What needs to be done: Copy the listing below from the line with "Pick out the crop" up to and including the line with "x=59, y=193", requests included and pictures left out, giving only those lines. Multiply every answer coordinate by 1.35 and round to whole numbers, halves up, while leaving the numbers in the requests and their format samples unchanged.

Dataset excerpts:

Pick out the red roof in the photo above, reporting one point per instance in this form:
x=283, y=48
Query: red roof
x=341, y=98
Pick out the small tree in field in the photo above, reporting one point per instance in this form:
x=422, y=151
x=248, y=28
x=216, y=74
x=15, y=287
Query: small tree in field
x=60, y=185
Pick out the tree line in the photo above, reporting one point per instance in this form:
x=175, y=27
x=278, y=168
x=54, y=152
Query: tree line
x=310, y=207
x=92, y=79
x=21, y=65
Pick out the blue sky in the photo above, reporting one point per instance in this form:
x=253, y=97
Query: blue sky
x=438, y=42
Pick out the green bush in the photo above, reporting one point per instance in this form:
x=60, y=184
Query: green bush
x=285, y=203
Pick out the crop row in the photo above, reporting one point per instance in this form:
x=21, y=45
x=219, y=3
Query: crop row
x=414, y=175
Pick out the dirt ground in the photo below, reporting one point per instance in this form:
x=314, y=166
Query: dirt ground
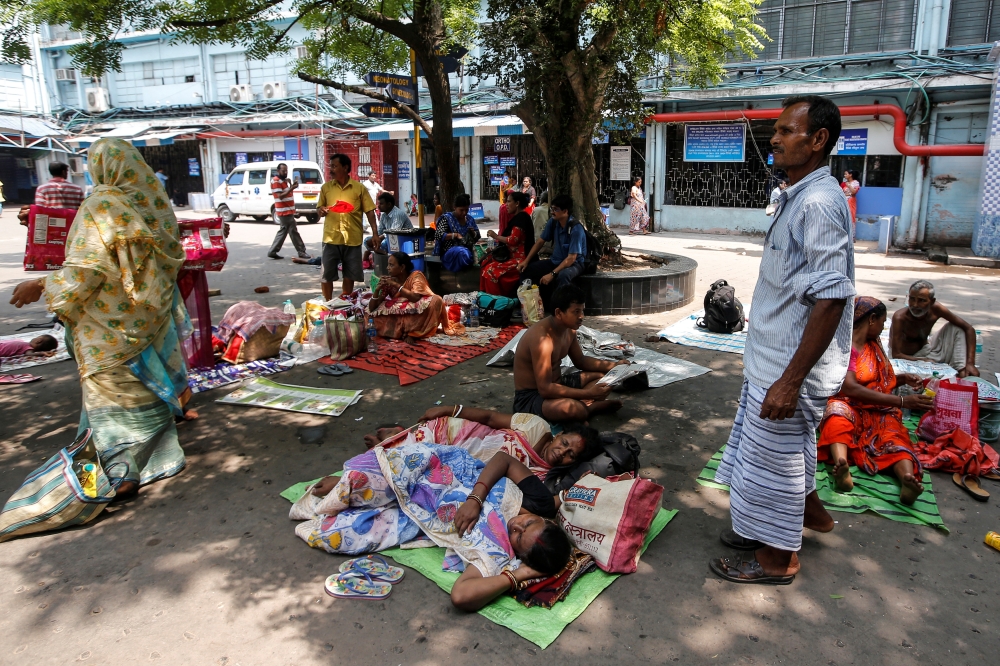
x=204, y=568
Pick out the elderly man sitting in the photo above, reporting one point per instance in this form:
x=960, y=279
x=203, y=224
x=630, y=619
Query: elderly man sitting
x=954, y=344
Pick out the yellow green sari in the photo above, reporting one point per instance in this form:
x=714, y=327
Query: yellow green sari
x=117, y=296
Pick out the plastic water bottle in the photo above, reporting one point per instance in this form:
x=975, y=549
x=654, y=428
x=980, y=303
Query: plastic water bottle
x=372, y=345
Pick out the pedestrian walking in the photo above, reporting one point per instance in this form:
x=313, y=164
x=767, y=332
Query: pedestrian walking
x=796, y=355
x=282, y=189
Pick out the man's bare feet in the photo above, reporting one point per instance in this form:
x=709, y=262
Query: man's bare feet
x=816, y=517
x=842, y=475
x=776, y=562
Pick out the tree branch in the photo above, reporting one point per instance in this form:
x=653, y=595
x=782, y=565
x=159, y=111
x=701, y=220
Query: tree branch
x=358, y=90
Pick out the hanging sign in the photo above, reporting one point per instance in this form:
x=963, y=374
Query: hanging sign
x=621, y=162
x=715, y=143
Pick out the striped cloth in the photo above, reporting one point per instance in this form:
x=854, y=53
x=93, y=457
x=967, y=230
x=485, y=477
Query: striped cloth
x=770, y=467
x=284, y=200
x=808, y=256
x=59, y=193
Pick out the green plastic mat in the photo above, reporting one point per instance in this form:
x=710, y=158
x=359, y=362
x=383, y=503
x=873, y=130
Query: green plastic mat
x=541, y=626
x=878, y=493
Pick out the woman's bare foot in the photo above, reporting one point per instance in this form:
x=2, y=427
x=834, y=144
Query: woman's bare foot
x=816, y=517
x=842, y=476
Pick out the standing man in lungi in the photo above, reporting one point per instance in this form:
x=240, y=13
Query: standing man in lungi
x=796, y=355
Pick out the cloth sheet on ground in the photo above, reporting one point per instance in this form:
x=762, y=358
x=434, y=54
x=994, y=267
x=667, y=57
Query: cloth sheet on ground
x=20, y=362
x=420, y=360
x=660, y=368
x=578, y=587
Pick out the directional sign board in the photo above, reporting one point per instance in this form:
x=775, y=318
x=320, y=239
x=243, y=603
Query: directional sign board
x=402, y=95
x=380, y=110
x=383, y=80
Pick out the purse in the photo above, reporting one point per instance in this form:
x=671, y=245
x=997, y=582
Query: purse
x=345, y=338
x=53, y=497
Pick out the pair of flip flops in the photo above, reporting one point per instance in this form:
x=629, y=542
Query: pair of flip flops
x=369, y=577
x=335, y=370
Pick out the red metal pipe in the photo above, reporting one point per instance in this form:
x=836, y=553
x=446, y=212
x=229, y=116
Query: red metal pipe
x=898, y=132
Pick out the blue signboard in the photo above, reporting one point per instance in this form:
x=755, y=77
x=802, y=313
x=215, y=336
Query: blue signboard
x=715, y=143
x=853, y=142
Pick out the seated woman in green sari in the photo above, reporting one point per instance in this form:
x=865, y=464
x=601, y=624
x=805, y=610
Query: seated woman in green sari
x=117, y=296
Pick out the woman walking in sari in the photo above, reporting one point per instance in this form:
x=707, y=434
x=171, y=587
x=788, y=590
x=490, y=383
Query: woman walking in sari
x=404, y=305
x=639, y=220
x=117, y=296
x=500, y=276
x=863, y=423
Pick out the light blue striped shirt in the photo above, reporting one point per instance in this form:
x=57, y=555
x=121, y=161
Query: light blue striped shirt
x=808, y=256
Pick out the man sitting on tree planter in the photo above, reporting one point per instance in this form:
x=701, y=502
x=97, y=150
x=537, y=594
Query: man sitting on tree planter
x=569, y=247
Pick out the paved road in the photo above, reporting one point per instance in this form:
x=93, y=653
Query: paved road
x=205, y=569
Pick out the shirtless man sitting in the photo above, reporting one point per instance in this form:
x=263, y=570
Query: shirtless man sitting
x=540, y=387
x=954, y=344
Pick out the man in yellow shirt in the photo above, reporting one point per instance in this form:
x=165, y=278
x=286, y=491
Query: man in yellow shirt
x=343, y=201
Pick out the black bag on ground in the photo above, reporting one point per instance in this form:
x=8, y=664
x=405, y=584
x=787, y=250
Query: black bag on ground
x=723, y=311
x=621, y=454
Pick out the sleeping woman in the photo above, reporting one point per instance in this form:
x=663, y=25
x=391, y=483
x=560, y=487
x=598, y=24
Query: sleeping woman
x=496, y=517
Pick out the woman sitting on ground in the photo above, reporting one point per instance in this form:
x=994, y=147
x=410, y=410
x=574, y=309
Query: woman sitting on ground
x=404, y=305
x=500, y=276
x=455, y=236
x=863, y=423
x=485, y=514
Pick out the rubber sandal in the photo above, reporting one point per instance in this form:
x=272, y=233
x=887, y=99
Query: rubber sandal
x=740, y=570
x=374, y=566
x=356, y=585
x=735, y=541
x=971, y=485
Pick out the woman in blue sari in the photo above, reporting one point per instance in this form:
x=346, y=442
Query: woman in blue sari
x=455, y=236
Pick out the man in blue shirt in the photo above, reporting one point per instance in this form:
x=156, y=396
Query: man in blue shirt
x=569, y=246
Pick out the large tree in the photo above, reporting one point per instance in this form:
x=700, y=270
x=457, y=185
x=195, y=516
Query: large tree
x=348, y=37
x=570, y=65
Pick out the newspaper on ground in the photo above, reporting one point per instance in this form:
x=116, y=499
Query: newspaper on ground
x=260, y=392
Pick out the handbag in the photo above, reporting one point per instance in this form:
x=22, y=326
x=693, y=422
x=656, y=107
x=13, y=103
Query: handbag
x=345, y=338
x=52, y=496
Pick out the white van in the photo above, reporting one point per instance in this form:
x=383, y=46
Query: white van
x=247, y=190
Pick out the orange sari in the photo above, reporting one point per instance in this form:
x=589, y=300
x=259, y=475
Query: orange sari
x=875, y=436
x=398, y=318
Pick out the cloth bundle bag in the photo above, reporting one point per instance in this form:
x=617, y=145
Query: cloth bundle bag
x=52, y=496
x=345, y=338
x=956, y=406
x=608, y=518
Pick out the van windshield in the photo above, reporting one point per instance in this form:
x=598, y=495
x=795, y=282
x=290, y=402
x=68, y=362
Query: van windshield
x=307, y=176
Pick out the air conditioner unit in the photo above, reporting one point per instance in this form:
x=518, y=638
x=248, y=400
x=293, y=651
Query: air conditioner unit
x=98, y=100
x=242, y=93
x=274, y=90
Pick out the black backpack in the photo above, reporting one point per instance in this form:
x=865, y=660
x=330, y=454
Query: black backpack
x=621, y=454
x=723, y=311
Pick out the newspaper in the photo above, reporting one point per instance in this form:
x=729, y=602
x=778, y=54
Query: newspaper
x=260, y=392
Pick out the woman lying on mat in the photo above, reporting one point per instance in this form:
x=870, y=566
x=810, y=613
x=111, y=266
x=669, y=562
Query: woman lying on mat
x=863, y=423
x=404, y=305
x=387, y=497
x=484, y=433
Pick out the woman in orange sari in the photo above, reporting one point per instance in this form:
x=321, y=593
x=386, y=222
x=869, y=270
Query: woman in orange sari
x=863, y=423
x=404, y=305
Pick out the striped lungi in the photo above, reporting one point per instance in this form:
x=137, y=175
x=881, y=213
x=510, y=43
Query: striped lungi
x=770, y=467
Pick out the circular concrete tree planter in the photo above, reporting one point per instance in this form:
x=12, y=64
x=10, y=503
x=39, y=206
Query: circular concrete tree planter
x=641, y=292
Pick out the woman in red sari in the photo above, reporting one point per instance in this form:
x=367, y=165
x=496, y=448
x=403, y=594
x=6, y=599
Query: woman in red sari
x=863, y=423
x=499, y=275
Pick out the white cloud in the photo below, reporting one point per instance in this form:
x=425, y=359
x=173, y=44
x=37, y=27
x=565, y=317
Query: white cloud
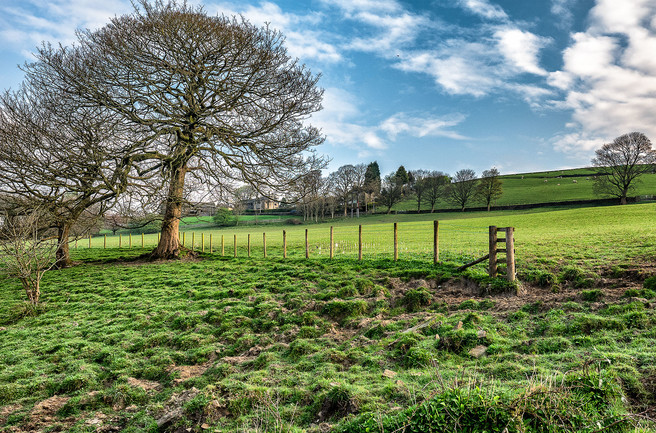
x=54, y=21
x=521, y=49
x=425, y=126
x=609, y=76
x=344, y=124
x=563, y=10
x=301, y=37
x=484, y=9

Response:
Pick out the crop row in the photo above, reporting one point per instance in this form:
x=21, y=45
x=219, y=3
Query: crop row
x=559, y=236
Pick out the dirt ground in the photo below, reporting one point per instance in this form:
x=314, y=166
Query: dirt ground
x=275, y=767
Pick out the elderly man sitting in the photo above, reporting one point per instance in this form:
x=960, y=279
x=203, y=224
x=630, y=619
Query: elderly man sitting
x=1288, y=464
Pick out the yellow green sari in the photo above, reporting one point per instance in this form:
x=714, y=327
Query: yellow green sari
x=158, y=400
Pick out the plastic water bottle in the photo above, reporting one point per instance in this form:
x=975, y=549
x=654, y=428
x=980, y=303
Query: plastic water bottle
x=502, y=466
Pick out the pedestrian walking in the photo above, reporting one point per instance in this form:
x=313, y=164
x=767, y=332
Query: pedestrian walking
x=1075, y=479
x=381, y=255
Pick out the man's bare feet in the photo above, reporting one point per instance in this form:
x=709, y=262
Query: man's bare feet
x=1102, y=698
x=1137, y=641
x=1048, y=759
Pick out the tree branch in the photo above, reporting one point per instance in this form:
x=653, y=595
x=782, y=565
x=159, y=111
x=701, y=220
Query: tree branch
x=483, y=122
Pick out the hanging sign in the photo above, reporting one point per instance in this form:
x=963, y=374
Query: hanging sign
x=838, y=219
x=965, y=193
Pick out the striped cloth in the photo above, reporting one point per instance in this form:
x=854, y=53
x=93, y=457
x=967, y=230
x=485, y=477
Query: striped cloth
x=1040, y=630
x=383, y=270
x=1091, y=346
x=80, y=261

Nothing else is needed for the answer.